⟨
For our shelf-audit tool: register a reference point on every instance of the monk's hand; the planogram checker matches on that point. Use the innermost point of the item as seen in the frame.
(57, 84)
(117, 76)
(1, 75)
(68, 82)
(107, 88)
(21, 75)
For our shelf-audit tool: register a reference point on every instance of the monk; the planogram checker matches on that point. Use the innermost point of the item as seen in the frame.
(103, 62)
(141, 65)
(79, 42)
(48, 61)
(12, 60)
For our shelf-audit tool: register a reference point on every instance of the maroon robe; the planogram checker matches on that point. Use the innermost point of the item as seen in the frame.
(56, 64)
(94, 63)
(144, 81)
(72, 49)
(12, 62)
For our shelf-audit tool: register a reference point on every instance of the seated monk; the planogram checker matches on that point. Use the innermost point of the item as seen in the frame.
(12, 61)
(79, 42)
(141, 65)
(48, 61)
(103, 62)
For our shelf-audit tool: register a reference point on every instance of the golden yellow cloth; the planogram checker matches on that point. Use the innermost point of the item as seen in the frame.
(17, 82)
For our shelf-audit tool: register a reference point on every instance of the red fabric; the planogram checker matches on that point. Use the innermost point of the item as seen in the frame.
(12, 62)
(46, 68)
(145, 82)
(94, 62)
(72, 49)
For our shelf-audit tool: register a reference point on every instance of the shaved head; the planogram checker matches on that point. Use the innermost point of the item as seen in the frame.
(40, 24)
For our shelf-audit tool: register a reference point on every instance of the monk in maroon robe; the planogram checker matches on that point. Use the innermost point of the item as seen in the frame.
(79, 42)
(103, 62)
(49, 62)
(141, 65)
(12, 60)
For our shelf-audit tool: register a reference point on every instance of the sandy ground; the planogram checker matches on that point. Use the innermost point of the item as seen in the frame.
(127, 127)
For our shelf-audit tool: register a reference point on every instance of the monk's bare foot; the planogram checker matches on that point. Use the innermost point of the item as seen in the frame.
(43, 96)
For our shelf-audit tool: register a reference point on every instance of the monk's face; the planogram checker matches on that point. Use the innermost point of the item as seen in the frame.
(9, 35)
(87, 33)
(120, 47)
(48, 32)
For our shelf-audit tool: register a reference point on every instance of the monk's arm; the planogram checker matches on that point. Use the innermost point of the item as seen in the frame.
⟩
Reproduce everything from the line containing "the monk's bare" down to the end of the records, requests included, and shift every point coordinate in the answers by -27.

_Exercise solution_
For our shelf-audit tool: register a reference point on every instance of the monk's bare foot; the planogram checker matches on that point. Use the innermost point of the item as seen in the frame.
(16, 69)
For our shelf-audit tool: register a reference point on every instance of the monk's face; the planogram checker matches on that point. Use the innermost point of the item as seen in the frame.
(-18, 8)
(60, 6)
(93, 20)
(21, 5)
For our shelf-audit tool: register a reference point on every instance of the monk's arm; the planogram checker matches on that point. Use the innermost point of the item as seen in the frame.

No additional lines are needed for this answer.